▶ WHAT NEEDS TO BE DONE
Write out each entry again. Keep every word exactly as it is.
★ ★ ★ ★ ★ ★ ★
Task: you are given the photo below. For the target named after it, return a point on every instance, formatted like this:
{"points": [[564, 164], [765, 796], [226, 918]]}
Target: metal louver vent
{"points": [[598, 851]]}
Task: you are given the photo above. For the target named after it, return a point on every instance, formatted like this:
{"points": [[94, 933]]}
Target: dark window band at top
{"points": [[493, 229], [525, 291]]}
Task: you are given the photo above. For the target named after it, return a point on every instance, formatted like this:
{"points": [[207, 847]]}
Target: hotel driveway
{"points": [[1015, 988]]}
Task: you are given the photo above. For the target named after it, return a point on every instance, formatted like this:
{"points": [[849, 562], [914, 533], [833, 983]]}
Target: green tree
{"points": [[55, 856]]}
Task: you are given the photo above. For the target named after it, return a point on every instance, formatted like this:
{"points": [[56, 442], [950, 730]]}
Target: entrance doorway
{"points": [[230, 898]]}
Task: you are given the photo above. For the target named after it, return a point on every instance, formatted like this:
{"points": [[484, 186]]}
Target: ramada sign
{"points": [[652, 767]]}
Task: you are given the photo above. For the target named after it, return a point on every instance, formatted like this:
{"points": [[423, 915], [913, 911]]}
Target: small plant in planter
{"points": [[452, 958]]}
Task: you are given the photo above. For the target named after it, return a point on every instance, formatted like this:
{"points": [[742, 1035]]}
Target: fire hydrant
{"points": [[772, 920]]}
★ ★ ★ ★ ★ ★ ★
▶ RESULT OF THIS TASK
Task: you are given the photo below. For the target named after it, return a point on every instance, formatted like this:
{"points": [[564, 164], [765, 796], [226, 918]]}
Target: metal louver vent
{"points": [[598, 851]]}
Task: you are given the photo above. For the target named after it, return a point on every instance, formatted like this:
{"points": [[94, 933]]}
Target: dark window band at top
{"points": [[493, 229], [525, 291]]}
Task: you are given the photo above. For the target named after it, return a point on every instance, formatted like this:
{"points": [[207, 847]]}
Target: hotel driveway
{"points": [[1015, 988]]}
Task: you are given the photo above. For the target named after it, return a point on every instance, formatted like this:
{"points": [[849, 562], [914, 533], [833, 983]]}
Target: green tree
{"points": [[55, 856]]}
Task: you are given the photo above. For the target named after it, return a point on every instance, formatted like this:
{"points": [[56, 442], [950, 730]]}
Target: entrance doorway
{"points": [[230, 898]]}
Task: you are given the photo above. For the target named after it, return a point on every instance, formatted like this:
{"points": [[484, 186]]}
Target: ramada sign
{"points": [[652, 767]]}
Task: you are given the photo above. For the target named after it, return a point on every instance, formatted like this:
{"points": [[423, 915], [913, 911]]}
Target: small plant in planter
{"points": [[452, 958]]}
Task: you are given the photo above. For the target named after it, return a point on every instance, formatted like this:
{"points": [[742, 1035]]}
Target: fire hydrant
{"points": [[772, 920]]}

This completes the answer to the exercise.